> [STATED TASK A]
Write out the entries from the line that contains "[ ] locate the sky" through the last line of the entries, both ends included, and leave the pictures out.

> [SOURCE]
Overview

Multigroup Latent Growth Curve Modeling (MG-LGCM) tests whether growth patterns differ systematically across groups by estimating separate intercept and slope parameters for each group while allowing measurement and structural equivalence testing. This approach addresses key questions about developmental heterogeneity: Do groups show equivalent developmental patterns? Are baseline differences maintained over time? Do groups change at different rates? This tutorial examines sex differences in memory trajectories across four assessments in ABCD youth, testing increasingly constrained models to determine whether boys and girls exhibit equivalent or distinct developmental patterns.

When to Use:

When you need to compare growth trajectories between groups (e.g., sex, site) across ABCD waves.

Key Advantage:

Multiple-group LGCM estimates intercepts/slopes per group and tests equality constraints to detect group differences.

What You'll Learn:

How to specify multiple-group LGCMs in lavaan, compare nested models, and interpret group-specific growth factors.

Data Access

Data Download

ABCD data can be accessed through the DEAP platform or the NBDC Data Access Platform (LASSO), which provide user-friendly interfaces for creating custom datasets with point-and-click variable selection. For detailed instructions on accessing and downloading ABCD data, see the DEAP documentation.

Loading Data with NBDCtools

Once you have downloaded ABCD data files, the NBDCtools package provides efficient tools for loading and preparing your data for analysis. The package handles common data management tasks including:

Automatic data joining - Merges variables from multiple tables automatically
Built-in transformations - Converts categorical variables to factors, handles missing data codes, and adds variable labels
Event filtering - Easily selects specific assessment waves

For more information, visit the NBDCtools documentation.

Basic Usage

The create_dataset() function is the main tool for loading ABCD data:

library(NBDCtools)

# Define variables needed for this analysis
requested_vars <- c(
  "var_1",   # Variable 1
  "var_2",   # Variable 2
  "var_3"    # Variable 3
)

# Set path to downloaded ABCD data files
data_dir <- Sys.getenv("ABCD_DATA_PATH", "/path/to/abcd/6_0/phenotype")

# Load data with automatic transformations
abcd_data <- create_dataset(
  dir_data = data_dir,
  study = "abcd",
  vars = requested_vars,
  release = "6.0",
  format = "parquet",
  categ_to_factor = TRUE,   # Convert categorical variables to factors
  value_to_na = TRUE,        # Convert missing codes (222, 333, etc.) to NA
  add_labels = TRUE          # Add variable and value labels
)

Key Parameters

vars - Vector of variable names to load
release - ABCD data release version (e.g., "6.0")

> [EXERCISE MATERIALS]
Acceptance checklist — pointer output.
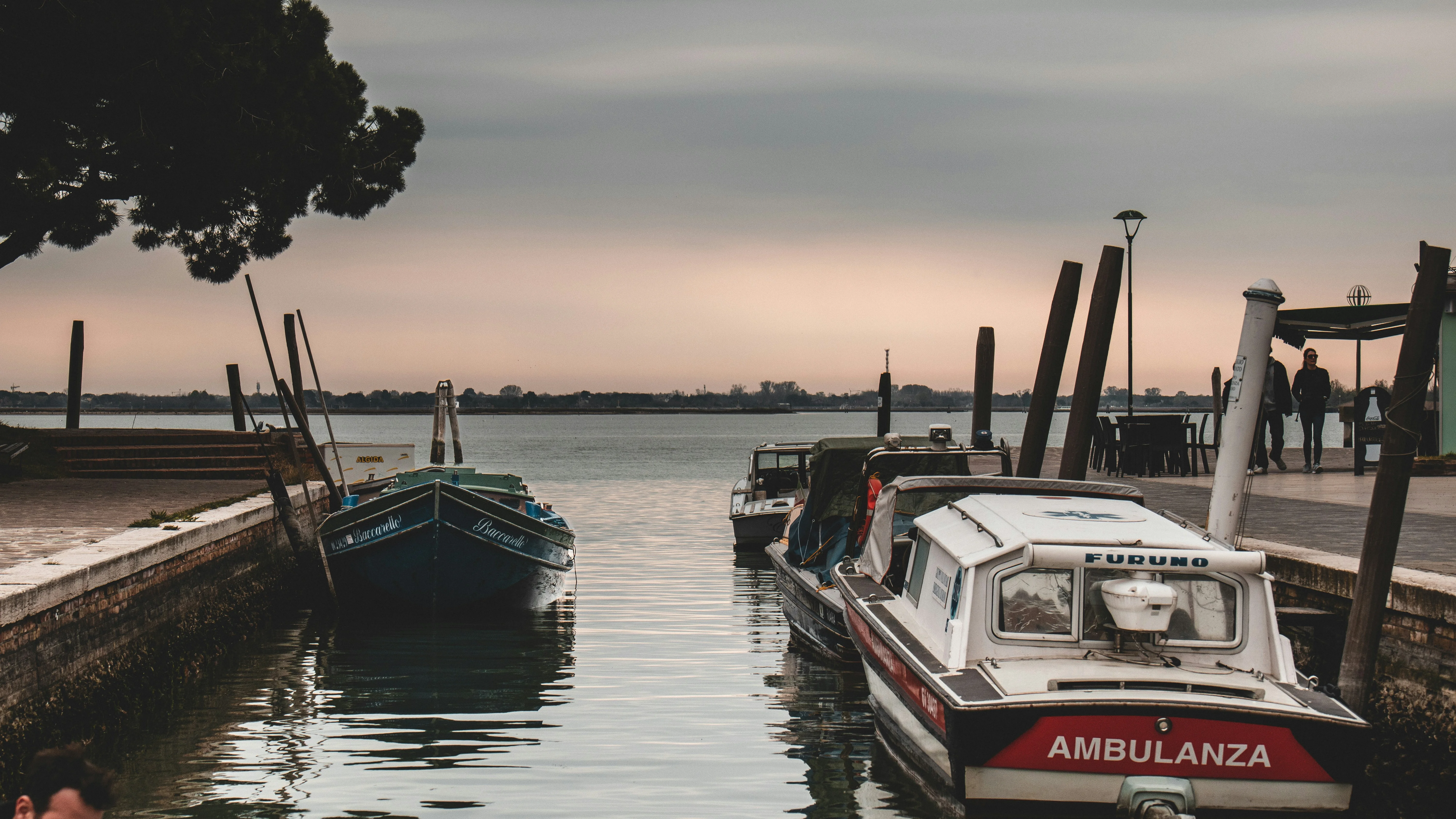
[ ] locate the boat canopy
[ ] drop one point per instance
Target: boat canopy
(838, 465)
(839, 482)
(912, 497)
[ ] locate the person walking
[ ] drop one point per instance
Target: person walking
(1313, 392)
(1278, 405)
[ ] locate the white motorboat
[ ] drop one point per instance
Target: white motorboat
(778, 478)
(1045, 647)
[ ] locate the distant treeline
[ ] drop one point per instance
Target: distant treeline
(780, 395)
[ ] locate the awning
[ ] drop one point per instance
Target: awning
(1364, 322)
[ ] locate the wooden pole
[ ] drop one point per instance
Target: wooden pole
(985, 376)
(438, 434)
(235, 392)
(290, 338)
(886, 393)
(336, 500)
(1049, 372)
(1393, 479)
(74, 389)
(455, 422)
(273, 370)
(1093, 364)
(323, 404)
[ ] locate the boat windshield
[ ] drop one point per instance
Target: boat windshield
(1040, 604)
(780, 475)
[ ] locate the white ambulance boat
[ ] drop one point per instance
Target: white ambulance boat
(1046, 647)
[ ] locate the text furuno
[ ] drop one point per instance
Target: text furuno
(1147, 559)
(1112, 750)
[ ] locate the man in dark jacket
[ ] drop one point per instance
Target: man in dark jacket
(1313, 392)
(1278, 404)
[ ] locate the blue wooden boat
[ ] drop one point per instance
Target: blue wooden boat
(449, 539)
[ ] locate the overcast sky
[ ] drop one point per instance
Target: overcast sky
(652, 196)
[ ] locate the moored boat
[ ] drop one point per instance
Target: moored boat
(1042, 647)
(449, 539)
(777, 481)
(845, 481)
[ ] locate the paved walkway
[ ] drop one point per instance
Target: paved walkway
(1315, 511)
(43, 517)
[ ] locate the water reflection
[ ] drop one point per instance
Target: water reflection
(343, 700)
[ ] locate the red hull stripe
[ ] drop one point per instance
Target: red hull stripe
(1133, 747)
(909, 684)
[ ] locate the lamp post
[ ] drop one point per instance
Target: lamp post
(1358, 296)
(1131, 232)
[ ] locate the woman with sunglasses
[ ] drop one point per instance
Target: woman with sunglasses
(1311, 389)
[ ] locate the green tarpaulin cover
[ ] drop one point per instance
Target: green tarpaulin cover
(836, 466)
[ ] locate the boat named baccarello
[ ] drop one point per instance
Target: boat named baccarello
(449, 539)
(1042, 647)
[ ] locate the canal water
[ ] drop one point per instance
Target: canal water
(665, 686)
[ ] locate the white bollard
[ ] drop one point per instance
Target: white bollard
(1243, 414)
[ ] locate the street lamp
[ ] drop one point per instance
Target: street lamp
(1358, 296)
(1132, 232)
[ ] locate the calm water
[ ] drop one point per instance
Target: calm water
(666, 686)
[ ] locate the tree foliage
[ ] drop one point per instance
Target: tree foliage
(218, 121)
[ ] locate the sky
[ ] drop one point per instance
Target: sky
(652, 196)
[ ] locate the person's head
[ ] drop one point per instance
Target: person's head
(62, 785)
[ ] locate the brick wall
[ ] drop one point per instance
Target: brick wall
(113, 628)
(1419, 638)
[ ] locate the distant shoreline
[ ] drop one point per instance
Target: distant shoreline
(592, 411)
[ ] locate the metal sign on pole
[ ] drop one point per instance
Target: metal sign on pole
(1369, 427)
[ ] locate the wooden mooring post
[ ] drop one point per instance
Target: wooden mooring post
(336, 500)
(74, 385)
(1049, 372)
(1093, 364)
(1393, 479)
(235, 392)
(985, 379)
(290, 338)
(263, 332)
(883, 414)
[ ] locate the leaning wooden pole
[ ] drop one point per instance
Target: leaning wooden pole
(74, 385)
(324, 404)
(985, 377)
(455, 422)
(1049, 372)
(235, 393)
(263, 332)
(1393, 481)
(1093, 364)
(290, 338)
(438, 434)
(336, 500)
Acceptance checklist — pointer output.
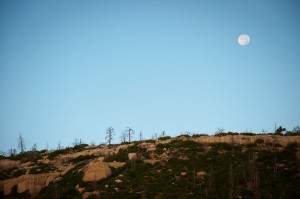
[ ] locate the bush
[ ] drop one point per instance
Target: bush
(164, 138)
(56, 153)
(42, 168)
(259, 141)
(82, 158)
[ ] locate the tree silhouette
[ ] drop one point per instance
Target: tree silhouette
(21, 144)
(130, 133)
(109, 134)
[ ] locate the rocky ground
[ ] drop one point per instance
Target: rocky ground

> [STATED TASK B]
Using the growth curve tutorial, decide whether each statement agrees with it: (i) the tutorial looks at sex differences in memory trajectories over four assessments; (ii) create_dataset() is the main tool for loading ABCD data; (iii) setting value_to_na to TRUE turns categorical variables into factors. Answer yes or no for each and quote the words of the tutorial that decide it.

> [EXERCISE RESULT A]
[ ] locate the sky
[ ] drop one point per instance
Target: sky
(652, 196)
[ ] locate the person's head
[ ] drop one point per instance
Target: person's head
(62, 785)
[ ] locate the brick wall
[ ] drop one point per instance
Target: brick wall
(113, 628)
(1419, 638)
[ ] locate the distant shoreline
[ ] drop one point per instance
Target: distant shoreline
(592, 411)
[ ] locate the metal sign on pole
[ ] drop one point per instance
Target: metal sign on pole
(1369, 427)
[ ] locate the wooden mooring post
[ ] drop one point per instance
Target: wooden mooring post
(336, 500)
(74, 385)
(1049, 372)
(1093, 364)
(1393, 479)
(235, 392)
(985, 379)
(290, 338)
(263, 332)
(883, 414)
[ ] locate the leaning wooden pole
[ ] drop one point per instance
Target: leaning wooden pole
(74, 385)
(324, 404)
(985, 377)
(455, 422)
(1049, 372)
(235, 393)
(263, 332)
(1393, 481)
(1093, 364)
(290, 338)
(438, 434)
(336, 500)
Acceptance checklist — pointer output.
[ ] locate the bush
[ ] drop one point per instance
Target: bush
(164, 138)
(56, 153)
(42, 168)
(259, 141)
(82, 158)
[ ] locate the tree silhouette
[ ] drop one point per instance
Target: tree silhouette
(21, 144)
(130, 133)
(109, 134)
[ ] locate the rocky ground
[ ] drop one point per instance
Target: rocky ground

> [EXERCISE RESULT B]
(i) Yes: "This tutorial examines sex differences in memory trajectories across four assessments in ABCD youth"
(ii) Yes: "The create_dataset() function is the main tool for loading ABCD data"
(iii) No: "value_to_na = TRUE,        # Convert missing codes (222, 333, etc.) to NA"